DATA EXTRACT:

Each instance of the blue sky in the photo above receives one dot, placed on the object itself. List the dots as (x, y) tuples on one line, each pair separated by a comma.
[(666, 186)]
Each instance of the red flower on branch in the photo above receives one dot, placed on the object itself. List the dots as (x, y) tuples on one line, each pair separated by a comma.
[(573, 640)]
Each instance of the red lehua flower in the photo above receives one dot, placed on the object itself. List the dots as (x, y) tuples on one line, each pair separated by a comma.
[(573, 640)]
...
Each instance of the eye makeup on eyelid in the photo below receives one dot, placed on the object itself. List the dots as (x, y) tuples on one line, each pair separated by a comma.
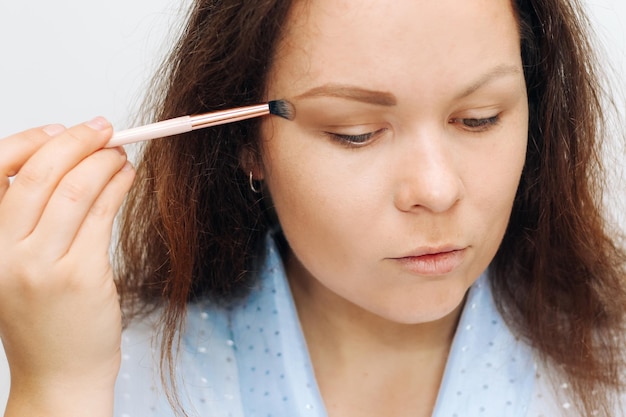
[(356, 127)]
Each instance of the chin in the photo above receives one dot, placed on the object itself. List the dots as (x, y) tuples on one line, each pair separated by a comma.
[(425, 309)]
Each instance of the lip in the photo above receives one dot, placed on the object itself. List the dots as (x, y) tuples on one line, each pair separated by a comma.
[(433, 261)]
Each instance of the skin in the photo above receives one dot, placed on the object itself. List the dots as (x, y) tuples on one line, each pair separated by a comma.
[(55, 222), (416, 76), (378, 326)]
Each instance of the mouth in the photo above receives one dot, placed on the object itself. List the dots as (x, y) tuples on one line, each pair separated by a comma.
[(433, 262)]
* * *
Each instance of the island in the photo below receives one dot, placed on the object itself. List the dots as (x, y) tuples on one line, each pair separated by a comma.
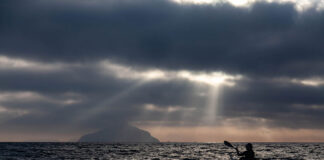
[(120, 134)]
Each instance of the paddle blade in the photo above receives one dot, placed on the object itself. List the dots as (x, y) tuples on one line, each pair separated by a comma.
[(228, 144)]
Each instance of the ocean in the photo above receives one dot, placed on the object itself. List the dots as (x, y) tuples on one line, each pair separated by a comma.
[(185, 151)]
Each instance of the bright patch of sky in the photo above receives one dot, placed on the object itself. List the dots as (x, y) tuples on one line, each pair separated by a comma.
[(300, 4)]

THE REQUEST:
Scale the material from the line with "Each instance of the paddle" to the line with "[(228, 144)]", both included, by writing those lines out again, requests and all, with each coordinate in the answers multiplied by 2.1 and rounded to a whole number, halves going up. Give only these lines.

FULL RESPONSE:
Each instance of the paddle blade in the photo above receives one dot, placed on the object itself. List the dots as (x, y) tuples on one line, each pair separated by a comma.
[(479, 302)]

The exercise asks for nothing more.